*** Opening Data shown ***
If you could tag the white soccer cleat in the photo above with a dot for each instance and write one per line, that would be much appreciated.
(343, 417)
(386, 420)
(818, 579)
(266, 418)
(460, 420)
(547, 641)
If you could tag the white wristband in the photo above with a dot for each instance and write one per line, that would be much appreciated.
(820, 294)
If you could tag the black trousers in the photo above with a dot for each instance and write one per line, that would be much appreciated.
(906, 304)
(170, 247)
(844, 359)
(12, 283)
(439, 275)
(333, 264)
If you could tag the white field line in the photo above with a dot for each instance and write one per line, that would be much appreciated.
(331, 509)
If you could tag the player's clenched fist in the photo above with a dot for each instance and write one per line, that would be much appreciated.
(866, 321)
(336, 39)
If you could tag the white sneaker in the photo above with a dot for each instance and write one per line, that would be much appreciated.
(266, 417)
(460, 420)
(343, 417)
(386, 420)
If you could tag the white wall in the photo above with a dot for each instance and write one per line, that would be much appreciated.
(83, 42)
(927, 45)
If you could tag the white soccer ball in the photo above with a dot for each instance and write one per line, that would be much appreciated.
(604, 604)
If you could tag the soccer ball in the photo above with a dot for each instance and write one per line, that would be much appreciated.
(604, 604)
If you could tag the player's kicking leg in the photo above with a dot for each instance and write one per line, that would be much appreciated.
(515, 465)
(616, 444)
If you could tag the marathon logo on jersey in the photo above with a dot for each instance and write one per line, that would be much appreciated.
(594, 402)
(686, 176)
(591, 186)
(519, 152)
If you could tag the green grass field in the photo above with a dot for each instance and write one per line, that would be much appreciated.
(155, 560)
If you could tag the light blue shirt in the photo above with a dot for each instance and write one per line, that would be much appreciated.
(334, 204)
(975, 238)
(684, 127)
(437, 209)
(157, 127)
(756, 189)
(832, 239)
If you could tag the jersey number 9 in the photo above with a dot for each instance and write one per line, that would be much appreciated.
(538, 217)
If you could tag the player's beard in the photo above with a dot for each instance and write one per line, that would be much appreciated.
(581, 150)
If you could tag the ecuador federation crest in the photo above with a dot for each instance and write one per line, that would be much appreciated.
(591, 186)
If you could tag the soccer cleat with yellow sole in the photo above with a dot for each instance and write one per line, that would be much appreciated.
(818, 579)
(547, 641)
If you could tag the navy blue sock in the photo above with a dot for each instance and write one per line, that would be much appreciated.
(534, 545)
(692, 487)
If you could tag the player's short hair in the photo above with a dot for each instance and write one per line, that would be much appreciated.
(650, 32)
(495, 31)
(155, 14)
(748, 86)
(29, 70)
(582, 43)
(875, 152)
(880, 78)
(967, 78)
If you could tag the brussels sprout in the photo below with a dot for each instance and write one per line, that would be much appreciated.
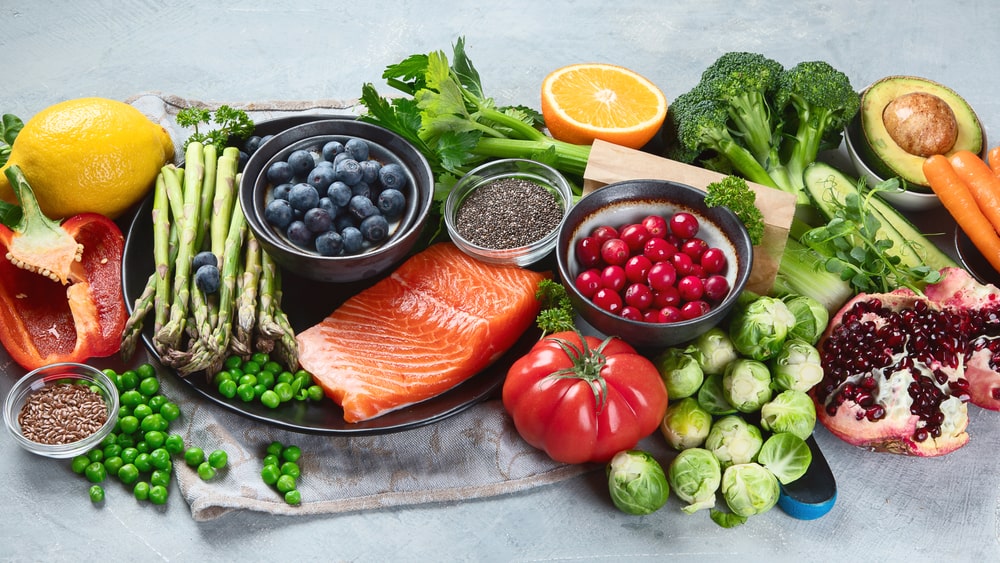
(759, 328)
(790, 411)
(695, 476)
(786, 456)
(749, 489)
(680, 372)
(747, 384)
(797, 366)
(686, 424)
(636, 482)
(733, 440)
(811, 317)
(713, 350)
(712, 398)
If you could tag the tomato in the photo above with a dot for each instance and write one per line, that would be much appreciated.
(585, 402)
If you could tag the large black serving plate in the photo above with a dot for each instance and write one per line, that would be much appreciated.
(307, 302)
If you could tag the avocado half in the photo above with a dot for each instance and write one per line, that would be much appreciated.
(885, 156)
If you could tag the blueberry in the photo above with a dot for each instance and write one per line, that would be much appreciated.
(317, 220)
(339, 193)
(392, 175)
(330, 243)
(303, 197)
(281, 191)
(369, 171)
(357, 149)
(348, 171)
(279, 213)
(332, 149)
(321, 177)
(203, 258)
(299, 233)
(301, 162)
(279, 172)
(374, 228)
(207, 278)
(361, 207)
(353, 240)
(391, 202)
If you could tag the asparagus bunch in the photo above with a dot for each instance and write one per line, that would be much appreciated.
(197, 209)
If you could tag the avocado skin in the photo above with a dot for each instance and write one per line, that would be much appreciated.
(882, 154)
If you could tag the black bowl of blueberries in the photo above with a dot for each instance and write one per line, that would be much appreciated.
(338, 199)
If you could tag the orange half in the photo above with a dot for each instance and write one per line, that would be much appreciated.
(584, 102)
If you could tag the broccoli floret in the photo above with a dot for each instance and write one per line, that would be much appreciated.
(819, 101)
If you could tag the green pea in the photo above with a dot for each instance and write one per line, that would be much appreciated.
(112, 465)
(228, 389)
(245, 392)
(291, 453)
(270, 473)
(270, 399)
(149, 386)
(141, 490)
(170, 411)
(159, 477)
(293, 497)
(128, 473)
(193, 456)
(158, 494)
(285, 483)
(95, 472)
(131, 398)
(218, 459)
(79, 463)
(206, 471)
(174, 443)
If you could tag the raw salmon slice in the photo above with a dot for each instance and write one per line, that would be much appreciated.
(439, 319)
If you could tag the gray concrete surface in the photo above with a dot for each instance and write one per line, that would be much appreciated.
(889, 508)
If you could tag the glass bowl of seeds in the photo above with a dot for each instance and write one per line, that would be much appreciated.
(508, 211)
(61, 410)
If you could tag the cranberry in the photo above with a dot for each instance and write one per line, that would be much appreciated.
(684, 224)
(637, 268)
(613, 278)
(713, 260)
(661, 276)
(716, 288)
(639, 295)
(614, 251)
(608, 299)
(588, 252)
(690, 288)
(588, 282)
(658, 249)
(634, 235)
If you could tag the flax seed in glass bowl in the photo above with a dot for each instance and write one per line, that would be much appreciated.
(61, 410)
(508, 211)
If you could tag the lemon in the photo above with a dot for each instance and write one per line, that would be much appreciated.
(89, 155)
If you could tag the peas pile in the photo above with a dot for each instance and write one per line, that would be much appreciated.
(139, 451)
(261, 378)
(281, 470)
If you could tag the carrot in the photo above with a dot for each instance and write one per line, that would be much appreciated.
(994, 159)
(957, 199)
(982, 183)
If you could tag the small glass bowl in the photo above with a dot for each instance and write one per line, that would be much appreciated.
(530, 170)
(51, 375)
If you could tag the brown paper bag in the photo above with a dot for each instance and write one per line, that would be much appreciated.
(610, 163)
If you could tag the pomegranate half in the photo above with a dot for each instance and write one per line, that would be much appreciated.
(900, 368)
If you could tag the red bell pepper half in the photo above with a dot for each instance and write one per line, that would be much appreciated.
(60, 285)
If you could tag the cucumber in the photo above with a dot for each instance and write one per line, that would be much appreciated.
(823, 180)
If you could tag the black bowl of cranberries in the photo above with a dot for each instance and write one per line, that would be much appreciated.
(649, 262)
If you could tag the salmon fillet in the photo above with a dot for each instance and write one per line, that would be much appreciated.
(439, 319)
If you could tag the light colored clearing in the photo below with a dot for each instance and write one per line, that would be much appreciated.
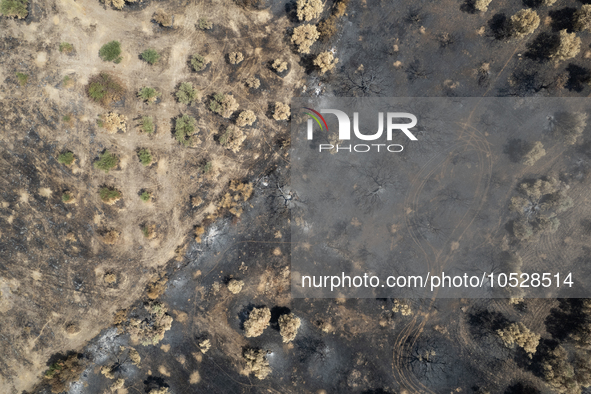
(24, 196)
(181, 316)
(162, 369)
(36, 275)
(45, 192)
(195, 377)
(52, 92)
(41, 59)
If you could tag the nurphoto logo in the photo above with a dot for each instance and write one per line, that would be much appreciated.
(344, 130)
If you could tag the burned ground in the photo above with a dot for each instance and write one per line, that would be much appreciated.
(61, 283)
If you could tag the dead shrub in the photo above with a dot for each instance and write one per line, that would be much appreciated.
(282, 111)
(304, 36)
(246, 118)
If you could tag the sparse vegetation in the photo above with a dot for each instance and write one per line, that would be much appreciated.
(15, 8)
(162, 17)
(109, 195)
(150, 56)
(205, 24)
(524, 23)
(104, 89)
(538, 202)
(308, 9)
(198, 62)
(256, 363)
(149, 95)
(204, 345)
(61, 373)
(145, 196)
(536, 152)
(252, 82)
(582, 18)
(481, 5)
(67, 197)
(111, 52)
(66, 47)
(223, 104)
(235, 57)
(67, 81)
(288, 327)
(22, 78)
(519, 334)
(257, 321)
(151, 330)
(327, 27)
(304, 36)
(147, 125)
(145, 157)
(401, 307)
(149, 231)
(186, 93)
(282, 111)
(106, 161)
(326, 61)
(235, 286)
(112, 122)
(569, 46)
(279, 65)
(66, 158)
(185, 129)
(246, 118)
(232, 138)
(231, 201)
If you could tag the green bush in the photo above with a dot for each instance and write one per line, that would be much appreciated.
(145, 157)
(22, 78)
(106, 161)
(66, 47)
(14, 8)
(150, 95)
(108, 194)
(67, 196)
(198, 62)
(150, 56)
(111, 52)
(66, 158)
(184, 129)
(104, 89)
(145, 196)
(147, 124)
(186, 93)
(205, 24)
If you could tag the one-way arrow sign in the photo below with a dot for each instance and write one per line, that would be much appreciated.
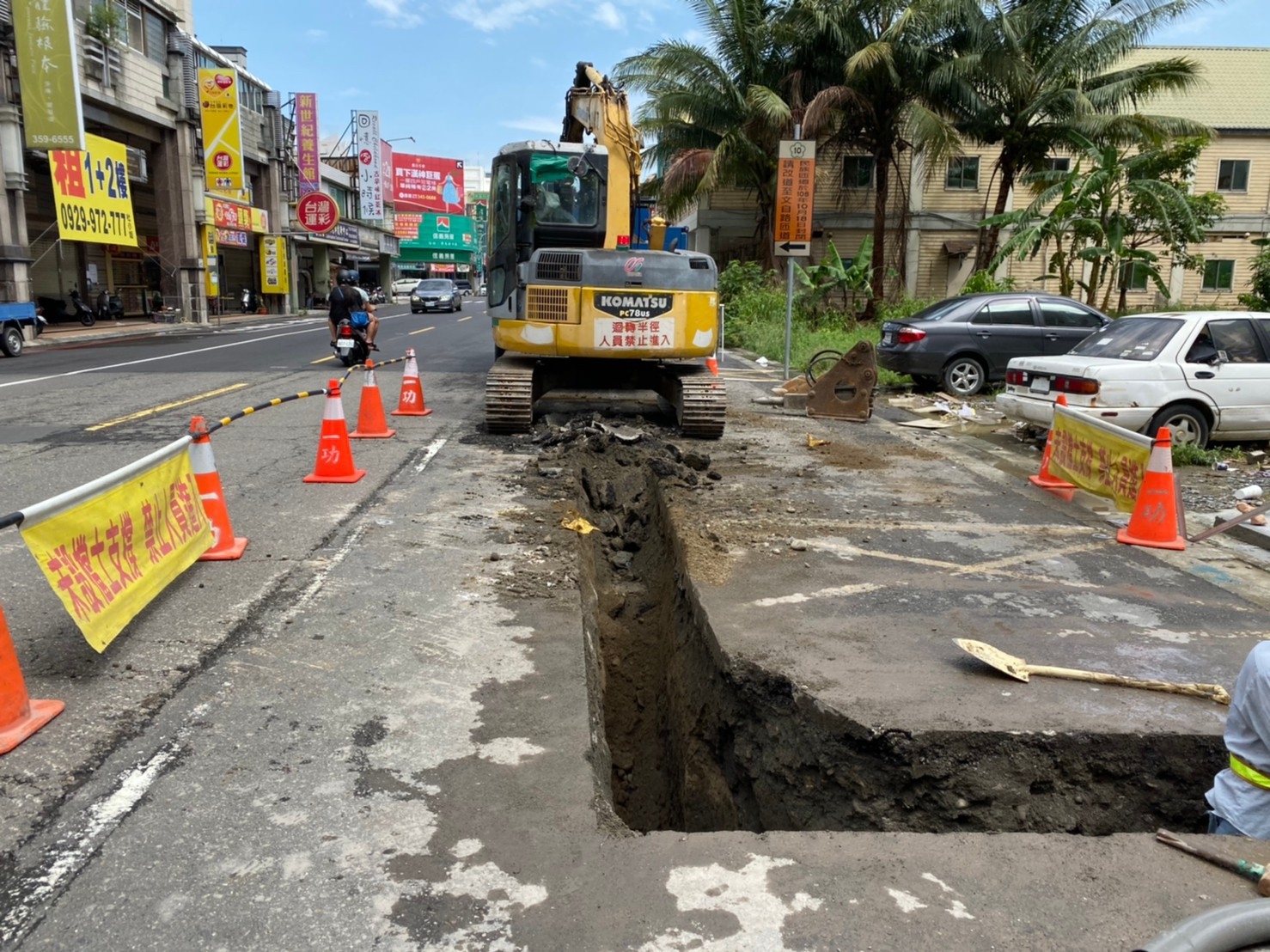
(793, 249)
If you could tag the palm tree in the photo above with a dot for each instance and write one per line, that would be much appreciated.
(1041, 76)
(880, 101)
(714, 114)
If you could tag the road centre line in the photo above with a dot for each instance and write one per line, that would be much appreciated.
(151, 412)
(154, 359)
*** Closing Data shown ***
- Assignment
In the entries above, find the line containing "If you could tag the one-way". Transcribe it and every later line to the end, exactly, and leave out the pictures.

- Reply
If you could tag the one-way arrow sign in the photo below with a dot for each instance and write one per line, that would be much appreciated.
(793, 249)
If you could tag the palm tree in the photo above with a dot for each instance and write one per line, that would be much appreciated.
(1041, 76)
(880, 101)
(714, 114)
If you could tag the road centre line in the photo above with a dot for each instance and write one per line, that would be much appreciated.
(151, 412)
(154, 359)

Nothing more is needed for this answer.